[Stored data entries]
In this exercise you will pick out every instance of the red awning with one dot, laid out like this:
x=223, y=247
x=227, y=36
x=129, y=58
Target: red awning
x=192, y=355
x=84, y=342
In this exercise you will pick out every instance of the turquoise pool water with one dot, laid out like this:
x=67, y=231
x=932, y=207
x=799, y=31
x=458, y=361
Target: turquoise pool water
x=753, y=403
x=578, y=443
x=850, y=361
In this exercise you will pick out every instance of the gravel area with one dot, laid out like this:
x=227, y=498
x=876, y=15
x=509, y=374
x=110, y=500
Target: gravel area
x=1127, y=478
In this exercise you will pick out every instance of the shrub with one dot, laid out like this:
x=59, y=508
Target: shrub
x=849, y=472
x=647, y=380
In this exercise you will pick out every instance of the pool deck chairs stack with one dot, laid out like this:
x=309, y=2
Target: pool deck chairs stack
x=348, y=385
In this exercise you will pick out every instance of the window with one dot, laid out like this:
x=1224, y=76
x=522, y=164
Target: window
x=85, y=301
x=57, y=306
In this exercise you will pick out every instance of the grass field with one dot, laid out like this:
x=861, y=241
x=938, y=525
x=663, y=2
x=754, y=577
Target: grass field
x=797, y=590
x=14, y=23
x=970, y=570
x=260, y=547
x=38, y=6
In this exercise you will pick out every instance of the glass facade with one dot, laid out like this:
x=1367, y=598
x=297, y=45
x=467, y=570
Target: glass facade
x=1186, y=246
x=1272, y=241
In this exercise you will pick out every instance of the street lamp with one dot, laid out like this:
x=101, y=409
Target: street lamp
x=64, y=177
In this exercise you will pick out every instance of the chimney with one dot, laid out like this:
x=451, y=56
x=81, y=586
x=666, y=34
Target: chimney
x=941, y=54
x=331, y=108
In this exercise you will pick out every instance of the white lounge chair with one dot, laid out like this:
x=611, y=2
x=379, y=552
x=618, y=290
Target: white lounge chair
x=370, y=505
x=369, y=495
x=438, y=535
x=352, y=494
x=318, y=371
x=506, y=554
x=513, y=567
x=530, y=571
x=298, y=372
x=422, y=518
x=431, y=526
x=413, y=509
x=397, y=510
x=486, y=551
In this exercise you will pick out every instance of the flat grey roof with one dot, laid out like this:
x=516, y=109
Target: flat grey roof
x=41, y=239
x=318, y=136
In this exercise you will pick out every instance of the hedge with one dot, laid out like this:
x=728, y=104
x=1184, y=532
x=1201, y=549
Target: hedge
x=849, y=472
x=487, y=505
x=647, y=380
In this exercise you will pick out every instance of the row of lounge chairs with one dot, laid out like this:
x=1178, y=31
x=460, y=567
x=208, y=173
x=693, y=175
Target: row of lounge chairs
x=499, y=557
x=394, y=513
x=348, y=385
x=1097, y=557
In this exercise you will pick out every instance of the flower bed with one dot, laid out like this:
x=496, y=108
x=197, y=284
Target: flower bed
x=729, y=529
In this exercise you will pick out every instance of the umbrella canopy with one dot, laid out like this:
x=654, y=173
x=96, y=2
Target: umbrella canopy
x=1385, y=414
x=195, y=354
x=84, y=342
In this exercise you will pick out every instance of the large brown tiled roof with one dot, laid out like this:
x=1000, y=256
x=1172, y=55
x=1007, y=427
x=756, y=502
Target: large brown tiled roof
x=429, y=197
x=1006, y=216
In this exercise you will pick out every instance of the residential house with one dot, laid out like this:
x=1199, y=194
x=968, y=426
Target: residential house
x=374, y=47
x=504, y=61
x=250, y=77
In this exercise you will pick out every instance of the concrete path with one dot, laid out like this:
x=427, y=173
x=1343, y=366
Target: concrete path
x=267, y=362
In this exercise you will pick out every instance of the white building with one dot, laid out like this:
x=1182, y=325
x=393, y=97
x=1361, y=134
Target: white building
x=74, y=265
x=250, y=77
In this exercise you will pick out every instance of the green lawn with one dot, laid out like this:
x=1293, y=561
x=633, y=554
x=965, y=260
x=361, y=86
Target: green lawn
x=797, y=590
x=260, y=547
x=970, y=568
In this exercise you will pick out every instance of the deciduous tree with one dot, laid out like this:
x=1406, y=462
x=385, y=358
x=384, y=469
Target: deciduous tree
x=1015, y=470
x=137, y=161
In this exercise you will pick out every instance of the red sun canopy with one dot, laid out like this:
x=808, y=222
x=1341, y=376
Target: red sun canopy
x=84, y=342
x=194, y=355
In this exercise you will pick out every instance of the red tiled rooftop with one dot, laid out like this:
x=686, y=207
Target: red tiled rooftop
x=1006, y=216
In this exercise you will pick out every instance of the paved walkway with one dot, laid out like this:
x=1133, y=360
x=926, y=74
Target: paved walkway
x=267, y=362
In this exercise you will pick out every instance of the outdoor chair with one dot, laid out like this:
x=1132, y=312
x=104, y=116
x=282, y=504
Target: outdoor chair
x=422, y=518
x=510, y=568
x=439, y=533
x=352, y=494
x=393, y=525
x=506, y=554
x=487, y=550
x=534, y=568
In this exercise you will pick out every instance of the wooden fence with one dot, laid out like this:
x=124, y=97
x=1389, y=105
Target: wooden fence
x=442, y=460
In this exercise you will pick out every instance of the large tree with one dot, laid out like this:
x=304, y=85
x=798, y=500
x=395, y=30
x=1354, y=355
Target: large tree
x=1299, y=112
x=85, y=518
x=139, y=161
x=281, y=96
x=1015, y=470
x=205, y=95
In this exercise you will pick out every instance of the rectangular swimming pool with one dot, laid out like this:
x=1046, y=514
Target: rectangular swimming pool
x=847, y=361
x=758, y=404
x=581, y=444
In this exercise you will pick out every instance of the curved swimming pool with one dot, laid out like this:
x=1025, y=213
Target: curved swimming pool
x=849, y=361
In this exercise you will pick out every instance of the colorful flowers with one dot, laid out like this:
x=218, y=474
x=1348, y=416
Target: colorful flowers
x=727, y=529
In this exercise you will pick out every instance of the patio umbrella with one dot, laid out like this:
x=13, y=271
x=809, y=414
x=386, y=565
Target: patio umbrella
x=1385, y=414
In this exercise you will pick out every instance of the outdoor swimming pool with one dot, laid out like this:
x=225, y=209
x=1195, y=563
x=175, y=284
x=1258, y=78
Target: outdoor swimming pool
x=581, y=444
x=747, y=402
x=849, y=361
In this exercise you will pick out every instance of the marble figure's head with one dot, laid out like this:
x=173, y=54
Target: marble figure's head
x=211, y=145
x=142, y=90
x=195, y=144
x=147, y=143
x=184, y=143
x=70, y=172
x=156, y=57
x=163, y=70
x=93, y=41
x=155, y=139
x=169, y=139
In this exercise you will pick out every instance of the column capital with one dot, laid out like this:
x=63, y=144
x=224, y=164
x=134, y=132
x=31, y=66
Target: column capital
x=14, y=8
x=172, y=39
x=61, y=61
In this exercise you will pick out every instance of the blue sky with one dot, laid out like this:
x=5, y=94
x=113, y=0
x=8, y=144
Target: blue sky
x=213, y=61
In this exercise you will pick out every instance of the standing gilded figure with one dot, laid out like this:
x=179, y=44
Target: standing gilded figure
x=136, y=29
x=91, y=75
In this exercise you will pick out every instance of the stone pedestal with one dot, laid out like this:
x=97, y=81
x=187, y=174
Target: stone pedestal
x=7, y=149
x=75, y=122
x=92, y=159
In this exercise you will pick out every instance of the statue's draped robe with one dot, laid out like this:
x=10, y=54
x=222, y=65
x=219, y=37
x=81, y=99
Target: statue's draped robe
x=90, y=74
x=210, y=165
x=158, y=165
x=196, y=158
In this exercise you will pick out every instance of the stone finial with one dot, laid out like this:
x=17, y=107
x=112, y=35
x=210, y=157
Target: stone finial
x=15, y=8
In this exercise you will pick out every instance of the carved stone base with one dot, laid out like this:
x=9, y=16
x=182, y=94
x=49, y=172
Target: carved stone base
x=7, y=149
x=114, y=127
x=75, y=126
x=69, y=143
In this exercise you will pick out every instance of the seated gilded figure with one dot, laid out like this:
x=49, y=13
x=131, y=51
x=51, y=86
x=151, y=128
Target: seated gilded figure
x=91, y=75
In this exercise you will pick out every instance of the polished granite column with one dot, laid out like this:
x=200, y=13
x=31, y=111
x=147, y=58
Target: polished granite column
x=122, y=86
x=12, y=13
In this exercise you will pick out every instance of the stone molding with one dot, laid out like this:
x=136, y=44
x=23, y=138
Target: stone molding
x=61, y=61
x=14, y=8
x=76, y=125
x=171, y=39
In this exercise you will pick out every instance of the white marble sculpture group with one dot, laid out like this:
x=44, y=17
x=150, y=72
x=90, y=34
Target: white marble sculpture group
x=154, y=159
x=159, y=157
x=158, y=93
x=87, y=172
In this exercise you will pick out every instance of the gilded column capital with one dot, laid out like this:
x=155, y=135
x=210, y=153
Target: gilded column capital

## What to produce
Please copy the entries above verbatim, from the line with "of the pool" to the line with "x=57, y=306", both included.

## Answer to the problem
In this exercise you will pick out every instance of the pool deck chairs stack with one dot, laid out like this:
x=309, y=2
Target: pool deck chairs stack
x=348, y=385
In this exercise you will pick out every instance of the window with one dot, laid out like this:
x=1224, y=76
x=522, y=164
Target: window
x=85, y=301
x=57, y=306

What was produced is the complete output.